WHAT IS NEEDED - Copy out the items from the line containing "[mask] outline wooden utility pole" through the line containing "[[[85,88],[85,108],[86,108],[86,88]]]", with both of those lines included.

*** MATERIAL FOR THIS EXERCISE ***

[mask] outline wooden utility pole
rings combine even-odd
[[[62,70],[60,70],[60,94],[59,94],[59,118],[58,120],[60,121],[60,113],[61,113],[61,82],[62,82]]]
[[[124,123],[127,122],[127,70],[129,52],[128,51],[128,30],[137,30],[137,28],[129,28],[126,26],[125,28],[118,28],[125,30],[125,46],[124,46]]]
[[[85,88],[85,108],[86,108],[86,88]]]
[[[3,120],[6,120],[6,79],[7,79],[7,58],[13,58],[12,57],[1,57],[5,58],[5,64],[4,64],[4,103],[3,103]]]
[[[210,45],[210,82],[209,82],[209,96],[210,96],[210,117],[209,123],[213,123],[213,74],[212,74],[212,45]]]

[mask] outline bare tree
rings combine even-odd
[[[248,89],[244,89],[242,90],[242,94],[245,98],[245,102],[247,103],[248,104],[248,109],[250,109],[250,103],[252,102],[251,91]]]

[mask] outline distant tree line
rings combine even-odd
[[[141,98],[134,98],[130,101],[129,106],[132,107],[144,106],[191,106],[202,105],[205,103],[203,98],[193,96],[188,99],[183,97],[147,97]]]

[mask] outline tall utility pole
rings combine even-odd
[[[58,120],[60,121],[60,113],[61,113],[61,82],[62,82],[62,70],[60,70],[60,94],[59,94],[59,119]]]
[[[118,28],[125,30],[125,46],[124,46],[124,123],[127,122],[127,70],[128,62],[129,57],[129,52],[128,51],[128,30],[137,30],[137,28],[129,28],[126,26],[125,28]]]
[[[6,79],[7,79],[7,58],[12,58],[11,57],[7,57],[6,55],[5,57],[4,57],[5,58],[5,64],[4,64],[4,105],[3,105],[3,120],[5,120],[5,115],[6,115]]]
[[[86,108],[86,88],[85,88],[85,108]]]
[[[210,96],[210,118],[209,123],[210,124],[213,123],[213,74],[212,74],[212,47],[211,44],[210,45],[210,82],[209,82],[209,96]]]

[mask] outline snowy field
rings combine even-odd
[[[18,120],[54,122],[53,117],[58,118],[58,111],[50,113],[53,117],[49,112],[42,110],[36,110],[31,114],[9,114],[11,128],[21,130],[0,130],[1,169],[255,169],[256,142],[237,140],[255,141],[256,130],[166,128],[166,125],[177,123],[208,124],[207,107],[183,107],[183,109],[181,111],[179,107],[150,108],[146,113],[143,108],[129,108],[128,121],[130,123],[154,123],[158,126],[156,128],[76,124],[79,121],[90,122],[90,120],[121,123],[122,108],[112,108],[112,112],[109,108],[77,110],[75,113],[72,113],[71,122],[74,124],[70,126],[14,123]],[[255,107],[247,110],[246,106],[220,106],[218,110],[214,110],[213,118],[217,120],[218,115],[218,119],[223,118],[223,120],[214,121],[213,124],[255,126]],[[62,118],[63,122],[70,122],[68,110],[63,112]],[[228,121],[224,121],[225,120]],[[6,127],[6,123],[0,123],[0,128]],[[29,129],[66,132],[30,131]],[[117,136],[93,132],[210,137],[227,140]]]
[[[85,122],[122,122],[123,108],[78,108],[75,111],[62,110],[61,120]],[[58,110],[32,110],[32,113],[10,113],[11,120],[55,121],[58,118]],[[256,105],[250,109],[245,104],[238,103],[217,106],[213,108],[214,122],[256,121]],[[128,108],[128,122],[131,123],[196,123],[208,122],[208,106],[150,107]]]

***
*** MATERIAL FOR THIS EXERCISE ***

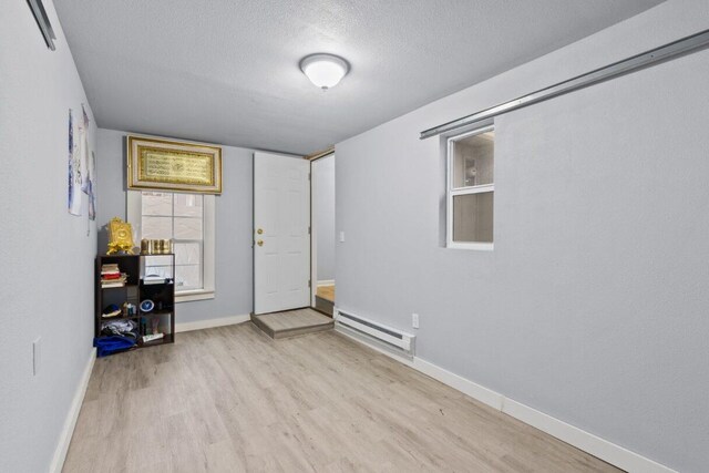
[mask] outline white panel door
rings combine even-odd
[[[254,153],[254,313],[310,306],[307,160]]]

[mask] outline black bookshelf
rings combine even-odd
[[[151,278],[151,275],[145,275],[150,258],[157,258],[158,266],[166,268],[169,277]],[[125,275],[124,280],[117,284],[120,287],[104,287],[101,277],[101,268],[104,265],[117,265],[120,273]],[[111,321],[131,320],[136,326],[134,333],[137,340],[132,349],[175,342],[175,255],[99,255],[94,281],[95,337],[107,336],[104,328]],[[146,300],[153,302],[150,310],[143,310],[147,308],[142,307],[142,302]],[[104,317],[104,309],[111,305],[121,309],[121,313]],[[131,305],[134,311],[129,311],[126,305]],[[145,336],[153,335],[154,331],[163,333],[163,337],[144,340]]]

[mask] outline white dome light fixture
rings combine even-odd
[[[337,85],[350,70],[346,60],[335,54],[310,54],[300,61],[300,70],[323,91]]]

***

RESULT -
[mask] outline wooden utility pole
rings combine even-odd
[[[62,70],[60,70],[60,94],[59,94],[59,118],[58,120],[60,121],[60,113],[61,113],[61,82],[62,82]]]
[[[124,123],[127,122],[127,70],[129,52],[128,51],[128,30],[137,30],[137,28],[129,28],[126,26],[125,28],[118,28],[125,30],[125,46],[124,46]]]
[[[85,88],[85,108],[86,108],[86,88]]]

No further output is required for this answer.